:: Data for this task ::

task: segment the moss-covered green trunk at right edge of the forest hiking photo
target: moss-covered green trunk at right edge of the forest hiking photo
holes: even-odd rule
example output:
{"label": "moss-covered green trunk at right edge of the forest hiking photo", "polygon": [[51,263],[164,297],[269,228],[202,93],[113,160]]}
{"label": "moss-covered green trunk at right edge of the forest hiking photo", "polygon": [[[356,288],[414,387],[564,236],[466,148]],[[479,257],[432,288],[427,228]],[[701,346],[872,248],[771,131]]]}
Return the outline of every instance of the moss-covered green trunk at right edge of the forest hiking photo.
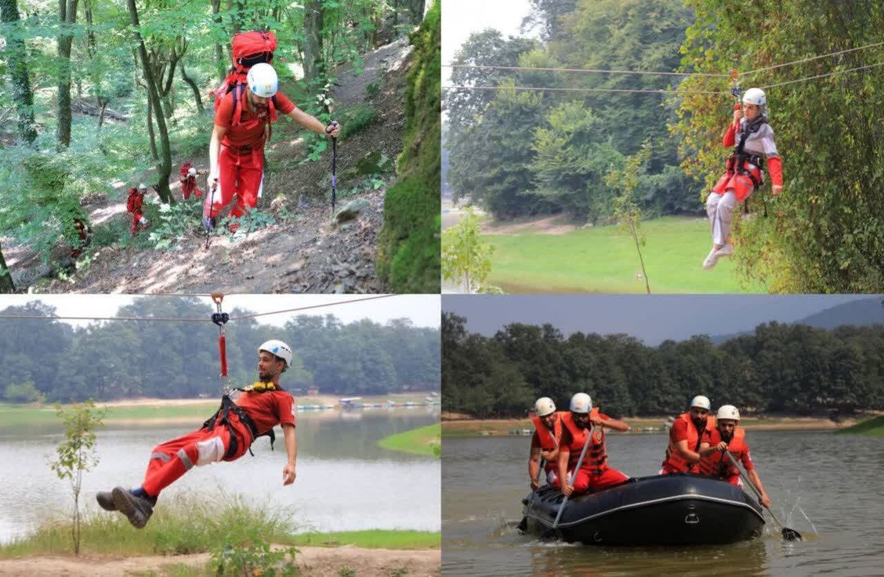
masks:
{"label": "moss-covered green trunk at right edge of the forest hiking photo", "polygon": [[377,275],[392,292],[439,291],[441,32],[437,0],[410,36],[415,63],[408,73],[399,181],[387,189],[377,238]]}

:::
:: Data for this task ::

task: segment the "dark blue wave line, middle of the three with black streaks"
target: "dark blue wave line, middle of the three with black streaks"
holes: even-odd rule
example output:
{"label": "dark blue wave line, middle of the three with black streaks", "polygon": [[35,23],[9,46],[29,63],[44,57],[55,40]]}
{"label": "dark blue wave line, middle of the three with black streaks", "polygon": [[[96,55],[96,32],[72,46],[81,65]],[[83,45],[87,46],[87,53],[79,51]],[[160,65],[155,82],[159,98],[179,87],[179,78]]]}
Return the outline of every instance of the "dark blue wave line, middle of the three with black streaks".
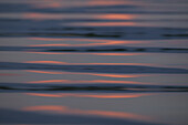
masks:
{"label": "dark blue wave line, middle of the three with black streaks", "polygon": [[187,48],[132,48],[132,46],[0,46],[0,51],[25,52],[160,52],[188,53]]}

:::

How to complete this task
Read the records above. Show each line that has the string "segment".

Solution to the exercise
task: segment the moss-covered green trunk at right edge of the forest hiking photo
task: segment the "dark blue wave line, middle of the three with black streaks"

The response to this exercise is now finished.